• **Extrait cité**:
+ + + + +

Le Traître retrace l’histoire de Thomas Buscetta, un mafieux repenti qui dénonça de nombreux membres de la mafia sicilienne.

Le réalisateur, Marco Bellochio, ne se perd pas dans la complexité d’une histoire vraie et très dense. Divisant son film en trois parties, il filme différents moments de la vie de Thomas Buscetta, alias Don Macino. Ce dernier révèle les noms de nombreux mafiosi, s’ensuivent leur procès, dont les conséquences formulent une troisième partie, plus brève.

Point culture. En Sicile, la mafia s’appelle « Cosa Nostra ». Littéralement, cela signifie « Notre chose » mais le sens serait plutôt « voilà notre business ; il convient de ne pas s’en mêler ». La Cosa Nostra se compose de plusieurs “familles”, le terme désignant une équipe, un groupe, pouvant associer des membres de plusieurs familles, au sein filial du terme. Thomas Buscetta appartient à la famille Bontate.

+ + + + +

• **Enregistrements présentés**:

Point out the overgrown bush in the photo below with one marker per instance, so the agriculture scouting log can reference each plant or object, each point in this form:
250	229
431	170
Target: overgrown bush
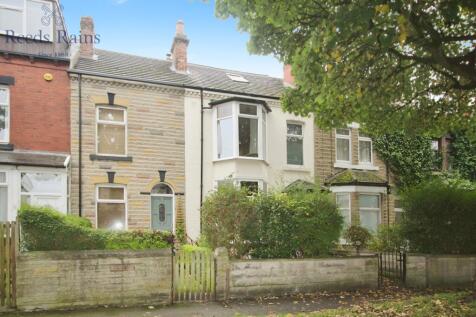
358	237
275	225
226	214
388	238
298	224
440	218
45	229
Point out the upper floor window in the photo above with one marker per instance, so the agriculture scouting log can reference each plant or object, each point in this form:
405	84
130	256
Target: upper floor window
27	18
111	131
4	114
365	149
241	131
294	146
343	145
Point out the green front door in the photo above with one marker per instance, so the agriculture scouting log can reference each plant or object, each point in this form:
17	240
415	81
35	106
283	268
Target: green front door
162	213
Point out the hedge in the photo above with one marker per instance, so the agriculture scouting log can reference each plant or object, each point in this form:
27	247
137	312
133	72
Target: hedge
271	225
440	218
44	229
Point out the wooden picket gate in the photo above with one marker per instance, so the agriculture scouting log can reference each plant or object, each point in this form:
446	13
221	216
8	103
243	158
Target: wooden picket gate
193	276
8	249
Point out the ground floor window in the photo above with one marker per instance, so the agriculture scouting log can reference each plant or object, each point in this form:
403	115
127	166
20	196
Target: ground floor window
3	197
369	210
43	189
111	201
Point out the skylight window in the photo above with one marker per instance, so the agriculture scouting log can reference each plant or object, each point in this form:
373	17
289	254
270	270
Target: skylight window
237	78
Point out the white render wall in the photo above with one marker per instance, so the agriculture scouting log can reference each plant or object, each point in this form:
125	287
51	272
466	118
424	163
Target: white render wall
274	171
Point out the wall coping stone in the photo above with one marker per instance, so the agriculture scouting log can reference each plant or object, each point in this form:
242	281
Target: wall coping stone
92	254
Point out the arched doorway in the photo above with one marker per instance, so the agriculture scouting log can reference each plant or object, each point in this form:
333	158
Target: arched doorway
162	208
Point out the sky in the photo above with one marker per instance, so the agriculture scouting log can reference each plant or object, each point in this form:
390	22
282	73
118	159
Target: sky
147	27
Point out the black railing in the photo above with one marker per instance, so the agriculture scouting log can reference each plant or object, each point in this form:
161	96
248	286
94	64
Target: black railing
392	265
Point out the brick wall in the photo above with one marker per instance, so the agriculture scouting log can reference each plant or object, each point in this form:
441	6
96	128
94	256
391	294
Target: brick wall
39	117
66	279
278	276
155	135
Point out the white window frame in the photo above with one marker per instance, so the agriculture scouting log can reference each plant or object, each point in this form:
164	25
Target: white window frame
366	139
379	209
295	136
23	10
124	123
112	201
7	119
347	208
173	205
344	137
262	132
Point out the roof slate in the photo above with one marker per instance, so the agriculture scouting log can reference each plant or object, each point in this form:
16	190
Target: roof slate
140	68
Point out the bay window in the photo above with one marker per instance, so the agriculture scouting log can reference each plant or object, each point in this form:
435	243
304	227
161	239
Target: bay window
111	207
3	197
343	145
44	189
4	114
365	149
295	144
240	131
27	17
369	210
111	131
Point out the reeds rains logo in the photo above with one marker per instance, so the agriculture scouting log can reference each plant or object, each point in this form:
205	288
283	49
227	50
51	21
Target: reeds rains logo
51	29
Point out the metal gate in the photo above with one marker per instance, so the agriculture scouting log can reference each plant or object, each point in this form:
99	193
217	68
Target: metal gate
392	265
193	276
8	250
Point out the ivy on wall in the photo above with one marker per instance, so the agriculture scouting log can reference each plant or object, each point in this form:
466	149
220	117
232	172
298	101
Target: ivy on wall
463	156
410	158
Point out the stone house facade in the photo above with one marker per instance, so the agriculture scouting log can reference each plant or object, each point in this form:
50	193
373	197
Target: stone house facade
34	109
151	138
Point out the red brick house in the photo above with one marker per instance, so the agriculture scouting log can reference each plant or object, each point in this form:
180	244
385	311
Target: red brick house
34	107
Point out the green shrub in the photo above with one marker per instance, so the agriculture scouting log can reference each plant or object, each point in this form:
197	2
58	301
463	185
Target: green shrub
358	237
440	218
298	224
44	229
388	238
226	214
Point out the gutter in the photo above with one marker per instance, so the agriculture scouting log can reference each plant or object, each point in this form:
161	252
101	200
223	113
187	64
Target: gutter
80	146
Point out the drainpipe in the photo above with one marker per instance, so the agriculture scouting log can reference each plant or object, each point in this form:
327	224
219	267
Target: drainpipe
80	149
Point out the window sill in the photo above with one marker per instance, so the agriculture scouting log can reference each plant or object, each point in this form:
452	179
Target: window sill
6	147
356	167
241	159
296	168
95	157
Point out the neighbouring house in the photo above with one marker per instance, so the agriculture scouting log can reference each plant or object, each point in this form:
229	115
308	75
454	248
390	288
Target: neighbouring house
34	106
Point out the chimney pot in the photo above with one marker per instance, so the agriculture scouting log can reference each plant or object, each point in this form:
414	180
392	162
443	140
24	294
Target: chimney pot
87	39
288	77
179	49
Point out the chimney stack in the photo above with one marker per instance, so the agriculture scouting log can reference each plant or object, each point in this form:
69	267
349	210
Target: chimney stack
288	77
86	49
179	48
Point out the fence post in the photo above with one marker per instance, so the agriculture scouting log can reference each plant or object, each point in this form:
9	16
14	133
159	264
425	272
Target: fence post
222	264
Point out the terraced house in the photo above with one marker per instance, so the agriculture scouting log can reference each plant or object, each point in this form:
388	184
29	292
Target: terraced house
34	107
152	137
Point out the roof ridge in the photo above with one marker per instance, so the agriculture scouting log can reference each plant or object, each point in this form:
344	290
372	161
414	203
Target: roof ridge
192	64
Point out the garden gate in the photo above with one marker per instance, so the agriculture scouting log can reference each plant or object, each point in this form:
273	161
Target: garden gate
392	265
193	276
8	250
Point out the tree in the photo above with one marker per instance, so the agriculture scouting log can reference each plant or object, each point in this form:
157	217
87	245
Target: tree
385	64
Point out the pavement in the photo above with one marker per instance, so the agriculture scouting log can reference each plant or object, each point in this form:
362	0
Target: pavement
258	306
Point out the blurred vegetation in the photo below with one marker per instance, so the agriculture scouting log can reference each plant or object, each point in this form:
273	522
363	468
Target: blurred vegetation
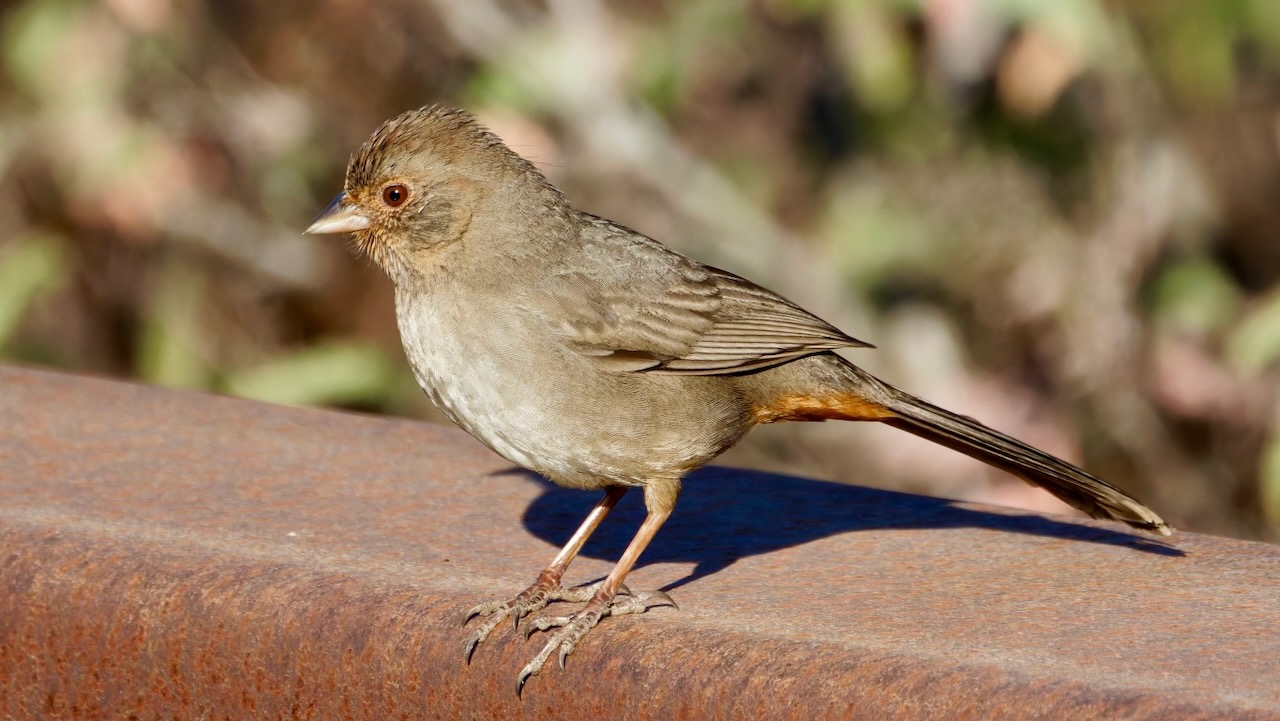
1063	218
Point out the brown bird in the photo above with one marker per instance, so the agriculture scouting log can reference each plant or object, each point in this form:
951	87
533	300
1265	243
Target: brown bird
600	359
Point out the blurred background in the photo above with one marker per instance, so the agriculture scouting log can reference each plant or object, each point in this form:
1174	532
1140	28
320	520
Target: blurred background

+ + + + +

• **Votre travail**:
a. Indiquez si chacune des affirmations suivantes s'accorde avec l'extrait sur Le Traître, en répondant par oui ou par non et en citant mot pour mot les mots qui tranchent. (i) Le film est divisé en trois parties. (ii) Thomas Buscetta appartient à la famille Bontate. (iii) La troisième partie du film est la plus longue.
b. Citez le passage de l'extrait sur Le Traître situé entre « Le Traître retrace » et « la famille Bontate. », bornes incluses.

• **Réponses commentées**:
a.
(i) Oui : « Divisant son film en trois parties »
(ii) Oui : « Thomas Buscetta appartient à la famille Bontate. »
(iii) Non : « une troisième partie, plus brève »

b.
Le Traître retrace l’histoire de Thomas Buscetta, un mafieux repenti qui dénonça de nombreux membres de la mafia sicilienne.

Le réalisateur, Marco Bellochio, ne se perd pas dans la complexité d’une histoire vraie et très dense. Divisant son film en trois parties, il filme différents moments de la vie de Thomas Buscetta, alias Don Macino. Ce dernier révèle les noms de nombreux mafiosi, s’ensuivent leur procès, dont les conséquences formulent une troisième partie, plus brève.

Point culture. En Sicile, la mafia s’appelle « Cosa Nostra ». Littéralement, cela signifie « Notre chose » mais le sens serait plutôt « voilà notre business ; il convient de ne pas s’en mêler ». La Cosa Nostra se compose de plusieurs “familles”, le terme désignant une équipe, un groupe, pouvant associer des membres de plusieurs familles, au sein filial du terme. Thomas Buscetta appartient à la famille Bontate.